SHORT TASK A:
Answer these questions about the derivative solution, marking each answer the same way:
(i) What function is y defined as?
(ii) Which rule does the solution name for finding dy/dx?
(iii) What quantity is factored out in the final step?

TEXT PASSAGE:
-=-=-=-=-
Answer
$$\frac{{dy}}{{dx}} = \left[ {\left( {{x^2} + \sqrt x } \right)\left( {\ln 3} \right) + 2x + \frac{1}{{2\sqrt x }}} \right]{3^x}$$
Work Step by Step
$$\eqalign{
& y = \left( {{x^2} + \sqrt x } \right){3^x} \cr
& {\text{Find }}\frac{{dy}}{{dx}} \cr
& \frac{{dy}}{{dx}} = \frac{{dy}}{{dx}}\left[ {\left( {{x^2} + \sqrt x } \right){3^x}} \right] \cr
& {\text{By the product rule}} \cr
& \frac{{dy}}{{dx}} = \left( {{x^2} + \sqrt x } \right)\frac{d}{{dx}}\left[ {{3^x}} \right] + {3^x}\frac{d}{{dx}}\left[ {{x^2} + \sqrt x } \right] \cr
& {\text{differentiate}} \cr
& \frac{{dy}}{{dx}} = \left( {{x^2} + \sqrt x } \right)\left( {{3^x}\ln 3} \right) + {3^x}\left( {2x + \frac{1}{{2\sqrt x }}} \right) \cr
& {\text{Factor out }}{3^x} \cr
& \frac{{dy}}{{dx}} = \left[ {\left( {{x^2} + \sqrt x } \right)\left( {\ln 3} \right) + 2x + \frac{1}{{2\sqrt x }}} \right]{3^x} \cr} $$
-=-=-=-=-
[Extracted records]
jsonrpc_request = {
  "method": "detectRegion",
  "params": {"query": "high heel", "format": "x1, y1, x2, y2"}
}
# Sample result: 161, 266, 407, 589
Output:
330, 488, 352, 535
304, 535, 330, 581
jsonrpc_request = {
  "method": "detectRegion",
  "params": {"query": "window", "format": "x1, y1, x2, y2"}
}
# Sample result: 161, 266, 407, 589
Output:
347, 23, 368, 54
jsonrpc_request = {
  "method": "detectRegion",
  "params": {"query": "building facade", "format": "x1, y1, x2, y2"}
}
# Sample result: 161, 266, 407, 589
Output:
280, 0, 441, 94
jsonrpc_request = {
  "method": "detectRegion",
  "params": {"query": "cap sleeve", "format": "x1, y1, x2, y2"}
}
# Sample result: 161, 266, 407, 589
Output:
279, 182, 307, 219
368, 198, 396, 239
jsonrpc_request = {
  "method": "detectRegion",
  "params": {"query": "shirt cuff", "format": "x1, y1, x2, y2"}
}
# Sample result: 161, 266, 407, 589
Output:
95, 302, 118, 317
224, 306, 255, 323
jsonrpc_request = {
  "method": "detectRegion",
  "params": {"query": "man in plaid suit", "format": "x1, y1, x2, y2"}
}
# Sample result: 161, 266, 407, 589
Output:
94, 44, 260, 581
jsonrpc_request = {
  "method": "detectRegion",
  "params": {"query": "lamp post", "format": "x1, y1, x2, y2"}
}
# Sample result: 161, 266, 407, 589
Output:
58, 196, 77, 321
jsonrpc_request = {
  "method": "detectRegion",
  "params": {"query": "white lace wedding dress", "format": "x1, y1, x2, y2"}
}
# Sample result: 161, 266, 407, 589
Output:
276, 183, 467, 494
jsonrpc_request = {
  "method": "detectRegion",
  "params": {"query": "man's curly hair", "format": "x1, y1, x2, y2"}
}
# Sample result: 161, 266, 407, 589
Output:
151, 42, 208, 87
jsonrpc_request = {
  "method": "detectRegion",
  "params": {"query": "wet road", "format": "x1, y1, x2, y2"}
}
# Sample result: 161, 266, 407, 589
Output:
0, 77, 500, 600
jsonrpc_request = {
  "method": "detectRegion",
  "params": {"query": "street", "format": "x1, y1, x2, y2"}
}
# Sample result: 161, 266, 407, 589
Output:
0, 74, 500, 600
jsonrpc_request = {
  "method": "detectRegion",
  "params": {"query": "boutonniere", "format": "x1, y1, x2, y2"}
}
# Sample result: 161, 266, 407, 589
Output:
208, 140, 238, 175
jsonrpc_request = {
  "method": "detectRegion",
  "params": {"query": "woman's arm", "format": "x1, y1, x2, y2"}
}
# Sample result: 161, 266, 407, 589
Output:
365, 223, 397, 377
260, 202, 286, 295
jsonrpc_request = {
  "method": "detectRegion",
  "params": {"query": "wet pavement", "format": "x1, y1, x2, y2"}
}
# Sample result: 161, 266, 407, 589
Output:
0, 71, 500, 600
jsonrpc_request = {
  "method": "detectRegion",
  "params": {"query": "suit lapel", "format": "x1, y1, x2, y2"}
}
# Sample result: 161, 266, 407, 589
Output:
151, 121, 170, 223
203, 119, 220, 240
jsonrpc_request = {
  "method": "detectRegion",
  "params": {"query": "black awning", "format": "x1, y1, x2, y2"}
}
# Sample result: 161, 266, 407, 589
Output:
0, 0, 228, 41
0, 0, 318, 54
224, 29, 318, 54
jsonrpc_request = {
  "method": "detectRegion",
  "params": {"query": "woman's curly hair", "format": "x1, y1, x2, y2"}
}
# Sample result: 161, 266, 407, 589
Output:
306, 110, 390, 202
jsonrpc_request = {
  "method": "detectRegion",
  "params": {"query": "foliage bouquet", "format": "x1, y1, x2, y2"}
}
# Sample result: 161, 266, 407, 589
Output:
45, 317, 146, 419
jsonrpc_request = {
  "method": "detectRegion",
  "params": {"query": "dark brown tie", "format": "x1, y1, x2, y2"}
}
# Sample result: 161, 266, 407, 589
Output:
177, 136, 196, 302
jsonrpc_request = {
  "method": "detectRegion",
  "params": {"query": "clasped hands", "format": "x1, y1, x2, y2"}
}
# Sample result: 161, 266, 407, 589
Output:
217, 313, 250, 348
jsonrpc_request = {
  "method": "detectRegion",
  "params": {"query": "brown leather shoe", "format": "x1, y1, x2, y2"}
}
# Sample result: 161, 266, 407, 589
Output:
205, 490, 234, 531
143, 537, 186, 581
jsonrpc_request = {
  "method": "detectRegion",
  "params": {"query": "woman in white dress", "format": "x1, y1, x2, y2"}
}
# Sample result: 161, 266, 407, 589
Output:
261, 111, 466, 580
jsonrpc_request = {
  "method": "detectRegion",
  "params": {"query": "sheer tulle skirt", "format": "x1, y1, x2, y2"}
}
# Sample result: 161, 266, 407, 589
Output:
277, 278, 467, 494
-=-=-=-=-
SHORT TASK B: Please reproduce the rows verbatim, starting with their first line and going on through the line that contains "347, 23, 368, 54", with both of those lines included.

REPLY A:
(i) y = (x² + √x)·3^x
(ii) The product rule
(iii) 3^x

REPLY B:
jsonrpc_request = {
  "method": "detectRegion",
  "params": {"query": "high heel", "format": "x1, y1, x2, y2"}
}
# Sample result: 161, 266, 407, 589
Output:
330, 488, 352, 535
304, 535, 330, 581
jsonrpc_request = {
  "method": "detectRegion",
  "params": {"query": "window", "format": "x1, y1, x2, y2"}
}
# Sample result: 161, 266, 407, 589
Output:
347, 23, 368, 54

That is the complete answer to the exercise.